◆ **TAREA ASIGNADA**
Devuelve sin cambios el tramo del texto sobre la película ‘América, América’ que comienza en las palabras que incluyen "No ha sido mi" y se detiene justo después de "condenado a despertar.".

◆ **TEXTO DADO**
= = = =

Pero el contrato es frágil, como un canto a varias voces; su cristalización no es irrompible. Una pequeña disonancia y nos caemos de bruces contra el suelo de la realidad. De ahí que, mientras la sintonía dura, la magia del cine sea una experiencia milagrosa.

‘América, América’ es rara avis en la filmografía de Kazan –buen cineasta, confeso delator–. En la ‘Commedia’ de Dante, su sitio hubiera estado en el abismo, en una suite del círculo noveno.

Los méritos artísticos han de quedar al margen de la biografía. ‘América, América’ es excepcional, desde el portentoso casting hasta la fotografía de Haskell Wexler, pasando por las mieles de un guión inmaculado.

¿Entonces?

Escucho a los actores en un inglés de marcado acento foráneo y exquisita sintaxis y la ilusión se desvanece. Soy consciente de que eran otros cine-tiempos, de que he fallado como receptor, de que la convención exige que claudique. Pero mi cuerpo se rebela y quedo desterrado. Confieso que he vivido situaciones mucho más extravagantes sin chistar, he comulgado sin problema con ruedas de molino. He dado por buenas cosas que otros no creerían.

No ha sido mi elección. Mi expulsión del Paraíso es firme, inapelable. Ese de pronto no entender el mismo idioma que se ha usado a todo trance, esa funcional y súbita sordomudez. Especialmente en una cinta como esta, tan próxima al documental. Una cinta urdida por Elia Kazan con evidente voluntad de testimonio en absoluto idealizado.

Ese ademán de verismo –y el uso del inglés– me ha condenado a despertar.

= = = =

◆ **CONJUNTO DE DATOS**
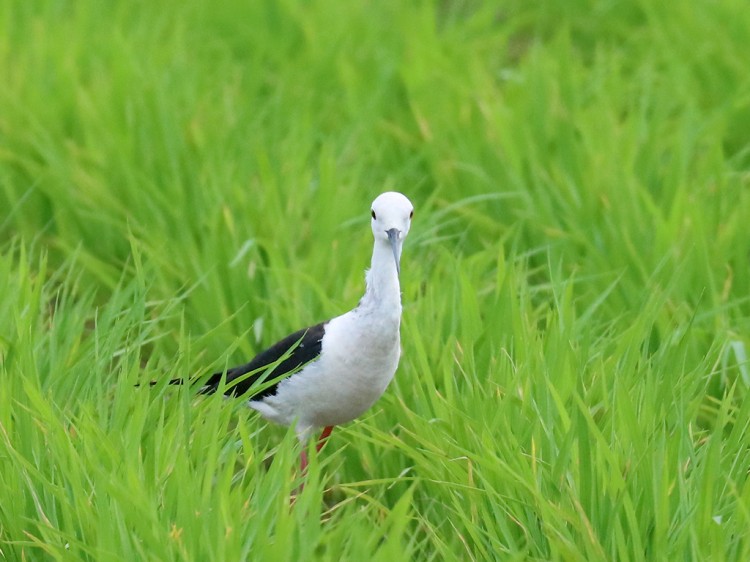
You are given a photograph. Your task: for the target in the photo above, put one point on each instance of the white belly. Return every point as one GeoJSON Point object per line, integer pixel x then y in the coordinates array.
{"type": "Point", "coordinates": [352, 372]}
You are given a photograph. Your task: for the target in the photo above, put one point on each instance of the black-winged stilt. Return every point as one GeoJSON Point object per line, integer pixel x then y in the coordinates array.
{"type": "Point", "coordinates": [330, 373]}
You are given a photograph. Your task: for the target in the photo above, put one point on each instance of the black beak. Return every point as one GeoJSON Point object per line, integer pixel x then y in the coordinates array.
{"type": "Point", "coordinates": [393, 237]}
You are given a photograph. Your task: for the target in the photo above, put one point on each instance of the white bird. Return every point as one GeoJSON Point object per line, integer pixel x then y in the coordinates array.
{"type": "Point", "coordinates": [330, 373]}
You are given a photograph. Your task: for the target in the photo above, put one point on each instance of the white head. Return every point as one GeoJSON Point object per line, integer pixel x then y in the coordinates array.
{"type": "Point", "coordinates": [391, 220]}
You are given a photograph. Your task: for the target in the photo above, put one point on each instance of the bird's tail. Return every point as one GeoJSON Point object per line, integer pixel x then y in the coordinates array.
{"type": "Point", "coordinates": [208, 387]}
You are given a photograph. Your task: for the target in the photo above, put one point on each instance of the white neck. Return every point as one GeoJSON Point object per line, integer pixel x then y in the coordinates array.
{"type": "Point", "coordinates": [383, 289]}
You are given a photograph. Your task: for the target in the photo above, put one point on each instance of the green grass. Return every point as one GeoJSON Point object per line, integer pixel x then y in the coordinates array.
{"type": "Point", "coordinates": [181, 183]}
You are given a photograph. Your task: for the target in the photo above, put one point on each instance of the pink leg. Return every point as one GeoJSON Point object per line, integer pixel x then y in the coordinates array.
{"type": "Point", "coordinates": [323, 437]}
{"type": "Point", "coordinates": [303, 456]}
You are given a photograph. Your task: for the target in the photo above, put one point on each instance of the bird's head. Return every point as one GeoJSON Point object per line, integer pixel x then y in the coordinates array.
{"type": "Point", "coordinates": [391, 220]}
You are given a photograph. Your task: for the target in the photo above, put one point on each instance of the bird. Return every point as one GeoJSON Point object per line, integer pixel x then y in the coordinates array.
{"type": "Point", "coordinates": [330, 373]}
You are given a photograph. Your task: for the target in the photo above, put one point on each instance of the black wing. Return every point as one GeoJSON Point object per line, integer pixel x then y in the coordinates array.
{"type": "Point", "coordinates": [302, 347]}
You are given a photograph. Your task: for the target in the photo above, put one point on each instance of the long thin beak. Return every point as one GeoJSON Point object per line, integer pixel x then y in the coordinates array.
{"type": "Point", "coordinates": [393, 236]}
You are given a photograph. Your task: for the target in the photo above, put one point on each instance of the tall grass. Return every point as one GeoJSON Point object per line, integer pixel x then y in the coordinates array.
{"type": "Point", "coordinates": [181, 183]}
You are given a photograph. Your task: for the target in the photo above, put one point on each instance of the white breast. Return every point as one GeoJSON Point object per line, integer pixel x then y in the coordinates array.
{"type": "Point", "coordinates": [359, 357]}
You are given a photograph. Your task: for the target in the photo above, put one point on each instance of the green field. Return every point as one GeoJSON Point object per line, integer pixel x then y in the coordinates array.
{"type": "Point", "coordinates": [184, 182]}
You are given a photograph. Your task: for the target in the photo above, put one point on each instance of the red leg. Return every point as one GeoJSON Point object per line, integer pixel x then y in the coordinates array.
{"type": "Point", "coordinates": [323, 437]}
{"type": "Point", "coordinates": [303, 462]}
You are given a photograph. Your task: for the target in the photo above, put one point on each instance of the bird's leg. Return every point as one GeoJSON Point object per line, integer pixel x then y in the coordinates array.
{"type": "Point", "coordinates": [303, 461]}
{"type": "Point", "coordinates": [323, 437]}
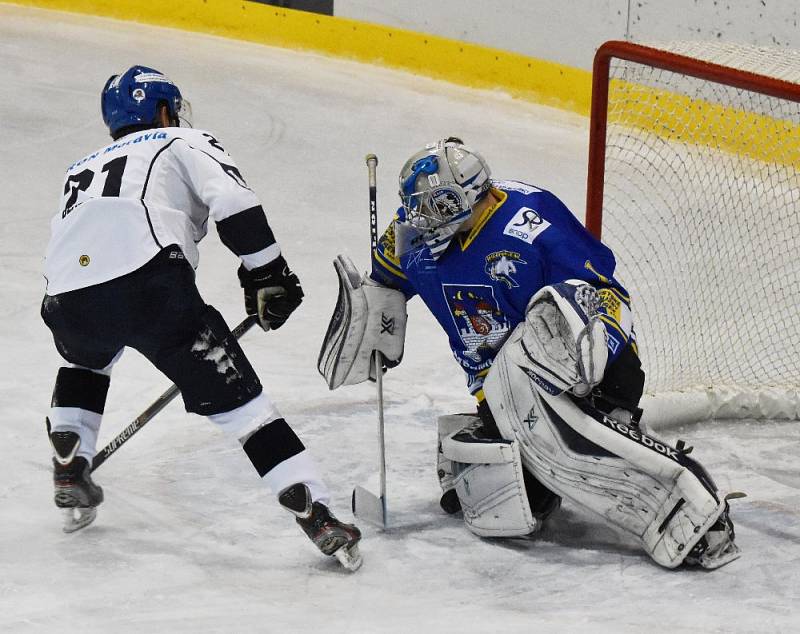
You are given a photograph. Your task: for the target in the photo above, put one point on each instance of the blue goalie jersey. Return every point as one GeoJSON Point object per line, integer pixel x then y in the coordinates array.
{"type": "Point", "coordinates": [479, 287]}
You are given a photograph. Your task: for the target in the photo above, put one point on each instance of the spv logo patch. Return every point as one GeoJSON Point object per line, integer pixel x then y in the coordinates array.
{"type": "Point", "coordinates": [526, 225]}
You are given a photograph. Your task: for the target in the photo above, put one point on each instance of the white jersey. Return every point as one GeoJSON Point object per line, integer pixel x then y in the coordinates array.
{"type": "Point", "coordinates": [125, 202]}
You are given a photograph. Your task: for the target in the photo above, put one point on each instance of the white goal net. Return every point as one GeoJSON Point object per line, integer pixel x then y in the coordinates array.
{"type": "Point", "coordinates": [701, 205]}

= = = =

◆ **RESULTADO DEL EJERCICIO**
No ha sido mi elección. Mi expulsión del Paraíso es firme, inapelable. Ese de pronto no entender el mismo idioma que se ha usado a todo trance, esa funcional y súbita sordomudez. Especialmente en una cinta como esta, tan próxima al documental. Una cinta urdida por Elia Kazan con evidente voluntad de testimonio en absoluto idealizado.

Ese ademán de verismo –y el uso del inglés– me ha condenado a despertar.